- **EXTRAIT SOURCE**
========
25/09/2025
La fille kabyle : naissance, éducation et mariage
Dans l’imaginaire traditionnel kabyle, la naissance d’une fille n’a pas toujours été accueillie avec la même ferveur que celle d’un garçon. Là où l’arrivée d’un fils était célébrée comme un grand évènement, celle d’une fille passait souvent sous silence, parfois même perçue comme une épreuve envoyée par le destin. La fille était présumée source de soucis futurs : elle ne porterait jamais le burnous, ne soulèverait pas le fusil, ne prendrait pas place à la djemâa, ne participerait pas aux travaux collectifs, ne fréquenterait pas le marché, et surtout, un jour, elle partirait « remplir la maison d’autrui » (Atrouh atâamer akham meddene).
========
- **DONNÉES FOURNIES**

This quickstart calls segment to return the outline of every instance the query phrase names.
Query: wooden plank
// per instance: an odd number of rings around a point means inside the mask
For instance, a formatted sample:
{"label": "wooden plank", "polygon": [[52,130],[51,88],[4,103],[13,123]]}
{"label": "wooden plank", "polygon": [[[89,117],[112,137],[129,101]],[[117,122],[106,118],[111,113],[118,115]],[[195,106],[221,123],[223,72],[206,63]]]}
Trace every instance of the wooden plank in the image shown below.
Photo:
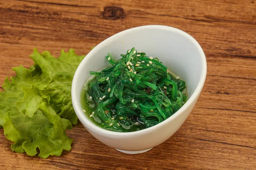
{"label": "wooden plank", "polygon": [[12,68],[33,64],[29,56],[35,47],[56,57],[70,48],[84,54],[115,34],[149,24],[192,35],[205,52],[208,70],[184,124],[146,153],[119,152],[79,123],[67,132],[74,139],[71,151],[42,159],[12,152],[0,129],[0,169],[255,169],[256,9],[255,0],[1,1],[0,82],[15,75]]}

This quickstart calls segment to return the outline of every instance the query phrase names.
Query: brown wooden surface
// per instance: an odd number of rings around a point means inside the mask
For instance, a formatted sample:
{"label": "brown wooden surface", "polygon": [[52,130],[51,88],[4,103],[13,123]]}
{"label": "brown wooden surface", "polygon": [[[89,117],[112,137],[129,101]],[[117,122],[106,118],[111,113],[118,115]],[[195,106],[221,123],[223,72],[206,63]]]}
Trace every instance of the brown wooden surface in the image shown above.
{"label": "brown wooden surface", "polygon": [[[207,57],[205,84],[195,108],[169,139],[143,154],[119,152],[79,123],[72,150],[43,159],[12,152],[0,129],[0,169],[256,169],[255,0],[1,0],[0,82],[32,64],[37,47],[87,54],[121,31],[161,24],[181,29]],[[1,83],[1,84],[2,83]],[[2,89],[0,89],[0,90]]]}

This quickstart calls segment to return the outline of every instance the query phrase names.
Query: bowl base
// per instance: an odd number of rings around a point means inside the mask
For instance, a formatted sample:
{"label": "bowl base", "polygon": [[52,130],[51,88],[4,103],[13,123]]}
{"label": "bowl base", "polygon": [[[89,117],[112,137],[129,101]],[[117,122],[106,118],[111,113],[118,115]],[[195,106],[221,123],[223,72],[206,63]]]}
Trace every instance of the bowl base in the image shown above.
{"label": "bowl base", "polygon": [[153,147],[151,147],[149,149],[146,149],[145,150],[139,150],[137,151],[126,151],[126,150],[119,150],[119,149],[116,149],[117,150],[118,150],[119,152],[122,152],[123,153],[127,153],[127,154],[135,154],[142,153],[144,153],[146,152],[148,152],[148,150],[150,150],[152,148],[153,148]]}

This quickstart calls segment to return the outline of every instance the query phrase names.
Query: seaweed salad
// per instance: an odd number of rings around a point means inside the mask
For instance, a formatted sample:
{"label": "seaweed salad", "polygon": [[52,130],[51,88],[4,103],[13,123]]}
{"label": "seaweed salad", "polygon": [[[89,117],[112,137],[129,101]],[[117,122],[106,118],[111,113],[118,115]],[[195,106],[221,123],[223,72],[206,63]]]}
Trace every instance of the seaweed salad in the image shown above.
{"label": "seaweed salad", "polygon": [[83,111],[97,125],[122,132],[139,130],[168,119],[186,102],[186,84],[157,58],[134,48],[93,78],[82,94]]}

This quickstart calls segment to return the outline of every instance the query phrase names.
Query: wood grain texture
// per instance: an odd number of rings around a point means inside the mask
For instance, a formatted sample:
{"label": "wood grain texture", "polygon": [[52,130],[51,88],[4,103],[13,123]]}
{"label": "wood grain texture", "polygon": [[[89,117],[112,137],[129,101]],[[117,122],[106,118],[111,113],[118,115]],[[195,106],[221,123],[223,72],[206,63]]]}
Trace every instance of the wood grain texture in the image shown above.
{"label": "wood grain texture", "polygon": [[0,169],[256,169],[255,0],[2,0],[0,82],[15,75],[12,68],[33,64],[28,56],[35,47],[55,56],[70,48],[86,54],[115,34],[149,24],[188,32],[207,58],[201,96],[172,136],[145,153],[128,155],[79,123],[68,132],[71,151],[43,159],[12,152],[1,129]]}

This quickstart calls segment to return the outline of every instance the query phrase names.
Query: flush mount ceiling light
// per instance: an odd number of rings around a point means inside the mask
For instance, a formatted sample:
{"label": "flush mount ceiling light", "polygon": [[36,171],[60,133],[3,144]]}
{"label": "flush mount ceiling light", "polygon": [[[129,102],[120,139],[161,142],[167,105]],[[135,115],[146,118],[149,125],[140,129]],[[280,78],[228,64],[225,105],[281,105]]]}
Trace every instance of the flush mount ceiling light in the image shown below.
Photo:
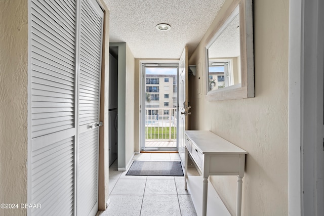
{"label": "flush mount ceiling light", "polygon": [[155,26],[156,29],[159,30],[160,31],[169,31],[171,28],[171,26],[167,23],[160,23],[156,25]]}

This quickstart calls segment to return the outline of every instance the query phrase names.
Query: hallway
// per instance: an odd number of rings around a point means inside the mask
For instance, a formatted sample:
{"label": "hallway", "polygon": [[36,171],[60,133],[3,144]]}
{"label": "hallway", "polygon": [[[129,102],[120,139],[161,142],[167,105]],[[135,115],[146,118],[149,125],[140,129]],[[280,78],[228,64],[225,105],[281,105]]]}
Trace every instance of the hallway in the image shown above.
{"label": "hallway", "polygon": [[[180,161],[178,153],[141,153],[133,160]],[[109,168],[109,199],[100,216],[196,215],[190,193],[184,190],[183,177],[126,176],[117,170],[116,161]],[[188,175],[198,176],[195,168]]]}

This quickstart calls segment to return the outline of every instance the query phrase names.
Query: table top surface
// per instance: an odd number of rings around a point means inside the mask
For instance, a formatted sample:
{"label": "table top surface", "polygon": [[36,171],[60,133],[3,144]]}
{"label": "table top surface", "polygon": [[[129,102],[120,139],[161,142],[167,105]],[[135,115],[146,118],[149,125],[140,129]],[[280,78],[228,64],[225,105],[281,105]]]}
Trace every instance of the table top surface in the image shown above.
{"label": "table top surface", "polygon": [[208,131],[185,131],[203,154],[247,154],[248,152]]}

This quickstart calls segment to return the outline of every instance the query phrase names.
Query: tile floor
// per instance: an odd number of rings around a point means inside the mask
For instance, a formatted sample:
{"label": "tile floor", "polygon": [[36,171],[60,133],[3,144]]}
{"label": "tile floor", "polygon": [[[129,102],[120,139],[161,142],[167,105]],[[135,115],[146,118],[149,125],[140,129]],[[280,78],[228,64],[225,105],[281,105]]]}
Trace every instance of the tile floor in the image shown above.
{"label": "tile floor", "polygon": [[[134,160],[180,161],[178,153],[141,153]],[[195,168],[188,175],[198,176]],[[109,203],[100,216],[196,215],[190,192],[184,190],[183,177],[126,176],[109,167]]]}

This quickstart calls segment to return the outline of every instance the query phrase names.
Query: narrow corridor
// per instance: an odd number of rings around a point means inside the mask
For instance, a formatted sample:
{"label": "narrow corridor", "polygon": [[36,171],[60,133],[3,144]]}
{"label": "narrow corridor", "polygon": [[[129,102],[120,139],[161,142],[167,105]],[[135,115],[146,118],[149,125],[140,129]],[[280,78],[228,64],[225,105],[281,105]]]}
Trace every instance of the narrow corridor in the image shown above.
{"label": "narrow corridor", "polygon": [[[180,161],[178,153],[141,153],[133,160]],[[184,177],[126,176],[117,170],[116,161],[109,168],[109,199],[100,216],[196,215],[190,192],[184,190]],[[198,176],[195,168],[188,175]]]}

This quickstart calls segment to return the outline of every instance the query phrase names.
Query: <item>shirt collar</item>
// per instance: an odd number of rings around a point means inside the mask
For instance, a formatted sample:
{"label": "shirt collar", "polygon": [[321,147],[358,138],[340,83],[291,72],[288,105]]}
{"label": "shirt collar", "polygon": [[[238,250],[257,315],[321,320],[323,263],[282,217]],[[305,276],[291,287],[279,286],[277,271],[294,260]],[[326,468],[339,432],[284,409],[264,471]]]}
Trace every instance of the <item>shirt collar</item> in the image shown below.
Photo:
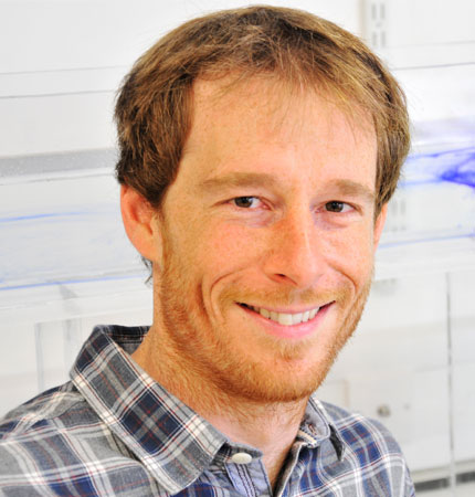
========
- **EXERCICE COURT 1**
D'après l'extrait sur la fille kabyle, pour quelles raisons la fille était-elle présumée source de soucis futurs ? Répondez en une à trois phrases.
- **EXERCICE COURT 2**
Indiquez si chacune des affirmations suivantes concorde avec l'extrait sur la fille kabyle, en appuyant votre réponse (oui ou non) sur une citation exacte : (a) l'arrivée d'un fils était célébrée comme un grand évènement ; (b) la naissance d'une fille était toujours fêtée publiquement ; (c) la fille devait un jour prendre place à la djemâa.
- **EXERCICE COURT 3**
Rédigez la suite de l'extrait sur la fille kabyle, à partir de sa dernière phrase.
La liste constitue un matériau distinct de l'extrait sur la fille kabyle.

- **RÉPONSE RÉDIGÉE 1**
Elle ne porterait jamais le burnous, ne soulèverait pas le fusil, ne prendrait pas place à la djemâa, ne participerait pas aux travaux collectifs et ne fréquenterait pas le marché. Surtout, elle partirait un jour « remplir la maison d'autrui ».

- **RÉPONSE RÉDIGÉE 2**
(a) Oui : « Là où l’arrivée d’un fils était célébrée comme un grand évènement ».
(b) Non : « celle d’une fille passait souvent sous silence ».
(c) Non : « ne prendrait pas place à la djemâa ».

- **RÉPONSE RÉDIGÉE 3**
Ainsi, beaucoup voyaient dans la naissance de filles une "punition des saints", qu’il convenait d’apaiser par une ziara ou par un sacrifice.
L’apprentissage de la vie domestique
Dès l’âge de six ou sept ans, la petite fille kabyle entrait dans la vie active. Elle apprenait à soulever la cruche, ramasser des brindilles pour en faire des fagots, pétrir la pâte, rouler le couscous, balayer la cour, laver la vaisselle, ou encore s’occuper des bêtes à l’écurie. Rapidement, elle s’initiait également au tissage sous l’œil attentif de sa mère. Derrière le métier à tisser, elle découvrait l’art de confectionner couvertures (Alawene, adhilene) et burnous (Ivernyass), savoir-faire qui constituait un pilier de son éducation.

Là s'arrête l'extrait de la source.